## Excerpt to read
************
Mailman 3 1.2 tasks - NumPy-Discussion

1.2 tasks

Jarrod Millman

Aug. 4, 2008

5:45 p.m.

Here are the remaining tasks that I am aware of that need to be done before tagging 1.2.0b1 on the 8th. Median ====== The call signature for median needs to change from def median(a, axis=0, out=None, overwrite_input=False): to def median(a, axis=None, out=None, overwrite_input=False): in both numpy/ma/extras.py and numpy/lib/function_base.py Histogram ======== The call signature for histogram needs to change from def histogram(a, bins=10, range=None, normed=False, weights=None, new=False): to def histogram(a, bins=10, range=None, normed=False, weights=None, new=True): in numpy/lib/function_base.py Documentation ============ The documentation project needs to merge in its changes. Stefan will take care of this on the 5th. Please let me know ASAP if there is anything I am missing. Thanks, -- Jarrod Millman Computational Infrastructure for Research Labs 10 Giannini Hall, UC Berkeley phone: 510.643.4014 http://cirl.berkeley.edu/

Show replies by date

Darren Dale

August 2008

6:16 p.m.

Hi Jarrod, I was wondering if someone knowledgeable would please look into the behavior of concatenate() with subclasses of ndarray. I posted at scipy-dev some work on a subclass that handles units, and when two of these are concatenated, a regular ndarray is returned rather than another instance of the subclass. This behavior was discussed a while back at http://thread.gmane.org/gmane.comp.python.numeric.general/14494 . It resurfaced on enthought-dev in Sept-2007, at which point Travis responded (I hope he doesnt mind being quoted):

...

there should be no array creation functions which do not call __array_finalize__ if it is defined, and therefore, the described behavior is a bug that should be reported. The concatentate code should also respect the sub-type of the arrays being concatenated (it seems to as I look at the code...)
************
## Job 1
According to the thread, who will merge in the documentation project's changes, and on what day?
The thread and the entries that follow it come from unrelated sources.
************
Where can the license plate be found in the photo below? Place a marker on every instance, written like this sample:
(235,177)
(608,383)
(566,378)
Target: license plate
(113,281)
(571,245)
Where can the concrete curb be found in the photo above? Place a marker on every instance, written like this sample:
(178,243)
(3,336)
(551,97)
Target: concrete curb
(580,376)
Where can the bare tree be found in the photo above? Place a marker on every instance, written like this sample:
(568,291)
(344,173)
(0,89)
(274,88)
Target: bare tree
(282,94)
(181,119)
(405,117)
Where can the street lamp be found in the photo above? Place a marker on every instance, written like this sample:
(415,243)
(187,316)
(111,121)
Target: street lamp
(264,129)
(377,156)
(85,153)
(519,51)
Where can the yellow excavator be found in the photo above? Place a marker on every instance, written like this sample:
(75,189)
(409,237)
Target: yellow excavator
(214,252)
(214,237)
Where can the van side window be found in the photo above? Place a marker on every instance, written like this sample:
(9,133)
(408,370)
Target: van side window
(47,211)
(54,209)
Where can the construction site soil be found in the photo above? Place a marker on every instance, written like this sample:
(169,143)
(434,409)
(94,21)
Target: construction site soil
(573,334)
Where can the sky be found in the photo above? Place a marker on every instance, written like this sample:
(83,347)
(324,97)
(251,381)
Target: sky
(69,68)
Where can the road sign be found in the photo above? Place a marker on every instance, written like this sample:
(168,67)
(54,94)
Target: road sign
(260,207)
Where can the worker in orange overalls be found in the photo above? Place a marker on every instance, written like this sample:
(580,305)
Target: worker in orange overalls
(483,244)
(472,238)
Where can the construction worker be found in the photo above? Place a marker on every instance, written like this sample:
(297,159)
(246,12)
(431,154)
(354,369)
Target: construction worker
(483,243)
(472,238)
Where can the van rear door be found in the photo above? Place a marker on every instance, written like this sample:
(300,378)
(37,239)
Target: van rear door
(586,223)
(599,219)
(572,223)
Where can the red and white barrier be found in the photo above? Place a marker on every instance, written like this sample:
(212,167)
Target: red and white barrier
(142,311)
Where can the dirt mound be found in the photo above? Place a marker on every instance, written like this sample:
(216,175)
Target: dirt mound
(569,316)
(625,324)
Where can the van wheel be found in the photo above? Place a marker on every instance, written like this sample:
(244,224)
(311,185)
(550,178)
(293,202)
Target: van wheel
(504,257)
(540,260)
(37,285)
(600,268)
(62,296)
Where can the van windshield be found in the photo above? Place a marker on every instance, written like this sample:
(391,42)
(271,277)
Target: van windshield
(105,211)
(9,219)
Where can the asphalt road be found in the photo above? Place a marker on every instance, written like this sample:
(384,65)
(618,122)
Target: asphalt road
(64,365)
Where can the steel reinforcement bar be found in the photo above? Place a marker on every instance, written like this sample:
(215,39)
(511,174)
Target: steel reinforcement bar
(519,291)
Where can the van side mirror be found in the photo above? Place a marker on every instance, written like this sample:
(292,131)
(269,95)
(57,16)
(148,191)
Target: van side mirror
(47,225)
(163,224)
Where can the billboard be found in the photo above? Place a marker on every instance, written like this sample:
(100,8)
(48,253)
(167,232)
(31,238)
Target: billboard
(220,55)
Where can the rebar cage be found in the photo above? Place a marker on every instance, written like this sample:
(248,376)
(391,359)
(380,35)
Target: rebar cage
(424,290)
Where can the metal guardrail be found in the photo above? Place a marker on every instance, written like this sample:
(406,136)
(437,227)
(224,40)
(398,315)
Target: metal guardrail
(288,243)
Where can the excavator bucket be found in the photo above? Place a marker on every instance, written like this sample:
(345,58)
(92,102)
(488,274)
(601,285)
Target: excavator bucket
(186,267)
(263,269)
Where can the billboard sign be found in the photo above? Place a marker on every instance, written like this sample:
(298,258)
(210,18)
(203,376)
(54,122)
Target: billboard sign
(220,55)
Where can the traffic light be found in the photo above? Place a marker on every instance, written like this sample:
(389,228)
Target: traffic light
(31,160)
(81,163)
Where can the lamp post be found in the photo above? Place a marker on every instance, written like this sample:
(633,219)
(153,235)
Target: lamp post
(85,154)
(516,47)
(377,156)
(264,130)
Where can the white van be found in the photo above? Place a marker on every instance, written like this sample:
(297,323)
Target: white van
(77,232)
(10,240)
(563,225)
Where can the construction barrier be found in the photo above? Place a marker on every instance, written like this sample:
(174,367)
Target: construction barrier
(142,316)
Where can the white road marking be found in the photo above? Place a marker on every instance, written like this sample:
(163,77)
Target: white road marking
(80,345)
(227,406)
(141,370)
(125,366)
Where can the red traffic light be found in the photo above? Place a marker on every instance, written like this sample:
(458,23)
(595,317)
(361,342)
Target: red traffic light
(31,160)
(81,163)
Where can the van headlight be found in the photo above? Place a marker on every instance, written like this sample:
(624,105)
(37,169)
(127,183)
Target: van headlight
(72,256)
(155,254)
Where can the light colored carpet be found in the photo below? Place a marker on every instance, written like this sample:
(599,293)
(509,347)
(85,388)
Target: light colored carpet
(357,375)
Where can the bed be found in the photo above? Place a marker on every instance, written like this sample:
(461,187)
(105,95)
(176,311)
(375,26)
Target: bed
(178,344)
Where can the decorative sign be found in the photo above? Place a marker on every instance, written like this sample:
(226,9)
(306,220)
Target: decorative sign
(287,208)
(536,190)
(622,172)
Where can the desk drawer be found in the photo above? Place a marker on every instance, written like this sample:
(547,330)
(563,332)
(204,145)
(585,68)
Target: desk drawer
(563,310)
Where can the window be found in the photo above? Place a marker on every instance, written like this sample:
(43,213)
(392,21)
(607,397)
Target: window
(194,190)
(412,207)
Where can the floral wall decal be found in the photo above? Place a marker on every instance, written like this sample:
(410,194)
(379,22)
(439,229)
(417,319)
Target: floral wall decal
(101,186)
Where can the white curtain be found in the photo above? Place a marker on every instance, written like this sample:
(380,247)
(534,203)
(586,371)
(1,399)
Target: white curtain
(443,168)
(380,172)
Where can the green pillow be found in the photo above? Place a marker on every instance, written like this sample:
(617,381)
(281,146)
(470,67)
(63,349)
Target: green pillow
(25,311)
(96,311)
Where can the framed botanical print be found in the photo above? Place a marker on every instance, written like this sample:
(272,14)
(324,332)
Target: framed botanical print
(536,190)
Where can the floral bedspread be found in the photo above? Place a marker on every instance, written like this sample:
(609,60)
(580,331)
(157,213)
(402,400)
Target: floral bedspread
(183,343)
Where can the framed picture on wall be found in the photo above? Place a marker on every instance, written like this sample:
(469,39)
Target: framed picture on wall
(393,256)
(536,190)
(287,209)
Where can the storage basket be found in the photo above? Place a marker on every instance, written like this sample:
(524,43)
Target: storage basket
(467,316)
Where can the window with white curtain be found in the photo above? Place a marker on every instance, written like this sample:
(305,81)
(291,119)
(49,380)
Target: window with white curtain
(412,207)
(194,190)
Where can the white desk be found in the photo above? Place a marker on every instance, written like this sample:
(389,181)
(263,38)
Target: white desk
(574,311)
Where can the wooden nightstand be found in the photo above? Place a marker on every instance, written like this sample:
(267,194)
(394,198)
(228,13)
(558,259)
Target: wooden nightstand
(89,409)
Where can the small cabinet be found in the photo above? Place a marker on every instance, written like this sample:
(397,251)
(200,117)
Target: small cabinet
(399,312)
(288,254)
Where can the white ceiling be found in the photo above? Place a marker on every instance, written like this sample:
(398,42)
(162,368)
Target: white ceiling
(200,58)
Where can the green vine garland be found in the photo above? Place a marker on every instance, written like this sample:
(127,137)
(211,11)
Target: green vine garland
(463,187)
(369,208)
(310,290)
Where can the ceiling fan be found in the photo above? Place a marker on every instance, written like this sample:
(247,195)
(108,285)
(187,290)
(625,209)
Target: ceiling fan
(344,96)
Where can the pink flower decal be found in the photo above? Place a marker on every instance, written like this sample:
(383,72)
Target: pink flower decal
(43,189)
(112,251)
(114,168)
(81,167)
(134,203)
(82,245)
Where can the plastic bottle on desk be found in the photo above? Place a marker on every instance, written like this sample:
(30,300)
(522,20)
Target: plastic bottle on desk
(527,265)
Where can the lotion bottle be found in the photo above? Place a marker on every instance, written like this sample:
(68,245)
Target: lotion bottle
************
## Job 2
Return each line of the entries that contains the string "license", matching case exactly.

## Complete response 1
Stefan, on the 5th.

## Complete response 2
Where can the license plate be found in the photo below? Place a marker on every instance, written like this sample:
Target: license plate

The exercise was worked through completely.